- Text:
-- Start --

20 G-Computation

This vignette has 3 goals:

Give a concise introduction to the idea of “Parametric g-Formula”
Highlight the equivalence between one form of g-estimation and the “Average Contrasts” computed by marginaleffects
Show how to obtain estimates, standard errors, and confidence intervals via the Parametric g-Formula, using a single line of marginaleffects code. This is convenient because, typically, analysts have to construct counterfactual datasets manually and must bootstrap their estimates.

The “Parametric g-Formula” is often used for causal inference in observational data.

The explanations and illustrations that follow draw heavily on Chapter 13 of this excellent book (free copy available online):

Hernán MA, Robins JM (2020). Causal Inference: What If. Boca Raton: Chapman & Hall/CRC.

20.1 What is the parametric g-formula?

-- End --

- Supplied records:
-- Start --

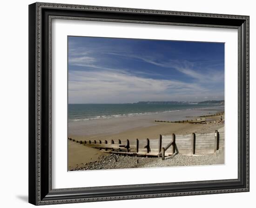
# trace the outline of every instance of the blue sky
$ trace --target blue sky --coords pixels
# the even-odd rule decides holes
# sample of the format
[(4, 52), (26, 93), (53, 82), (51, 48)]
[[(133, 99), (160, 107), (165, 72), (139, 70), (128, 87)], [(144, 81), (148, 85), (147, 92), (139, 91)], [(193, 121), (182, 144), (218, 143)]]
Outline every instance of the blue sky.
[(224, 99), (224, 44), (68, 37), (69, 103)]

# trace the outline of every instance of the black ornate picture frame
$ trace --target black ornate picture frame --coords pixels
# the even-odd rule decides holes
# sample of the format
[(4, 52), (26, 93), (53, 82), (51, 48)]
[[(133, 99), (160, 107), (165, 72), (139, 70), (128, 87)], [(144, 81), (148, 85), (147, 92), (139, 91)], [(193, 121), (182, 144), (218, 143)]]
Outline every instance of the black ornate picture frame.
[[(51, 38), (52, 20), (54, 19), (237, 29), (238, 178), (53, 189)], [(31, 4), (29, 120), (29, 202), (34, 205), (249, 191), (249, 17), (55, 3)]]

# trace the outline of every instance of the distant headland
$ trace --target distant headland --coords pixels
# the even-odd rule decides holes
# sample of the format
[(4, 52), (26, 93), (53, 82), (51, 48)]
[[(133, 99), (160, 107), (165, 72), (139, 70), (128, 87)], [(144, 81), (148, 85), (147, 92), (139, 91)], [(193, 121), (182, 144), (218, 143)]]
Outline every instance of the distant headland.
[(220, 104), (224, 105), (224, 101), (205, 101), (201, 102), (192, 101), (139, 101), (133, 104)]

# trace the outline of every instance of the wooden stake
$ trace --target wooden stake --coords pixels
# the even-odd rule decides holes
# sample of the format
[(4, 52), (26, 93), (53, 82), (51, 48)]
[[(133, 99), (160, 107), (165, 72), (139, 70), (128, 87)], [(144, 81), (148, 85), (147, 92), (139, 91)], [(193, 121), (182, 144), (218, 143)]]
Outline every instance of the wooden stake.
[(136, 139), (136, 152), (139, 152), (139, 139)]
[[(113, 139), (111, 139), (111, 144), (114, 144), (114, 140)], [(114, 151), (114, 149), (111, 148), (111, 151)]]
[(172, 146), (173, 146), (172, 153), (173, 154), (174, 154), (175, 153), (175, 145), (176, 145), (175, 140), (175, 134), (174, 133), (173, 133), (172, 134)]
[[(120, 139), (118, 139), (118, 144), (119, 145), (121, 144), (121, 140)], [(118, 149), (118, 151), (120, 151), (120, 148)]]
[(220, 142), (220, 135), (217, 130), (215, 131), (215, 141), (214, 141), (214, 152), (219, 149)]
[(162, 147), (162, 160), (164, 160), (164, 155), (165, 154), (165, 151), (164, 147)]
[(191, 155), (194, 155), (195, 153), (195, 133), (191, 134)]
[(160, 134), (160, 136), (159, 137), (159, 146), (158, 146), (158, 153), (160, 153), (161, 152), (162, 149), (162, 135)]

-- End --

- Given exercise:
Translate this sentence from the g-computation text into Spanish: "The “Parametric g-Formula” is often used for causal inference in observational data." The items have nothing to do with what you are asked to do here.

- Answer to this problem:
La «fórmula g paramétrica» se utiliza a menudo para la inferencia causal en datos observacionales.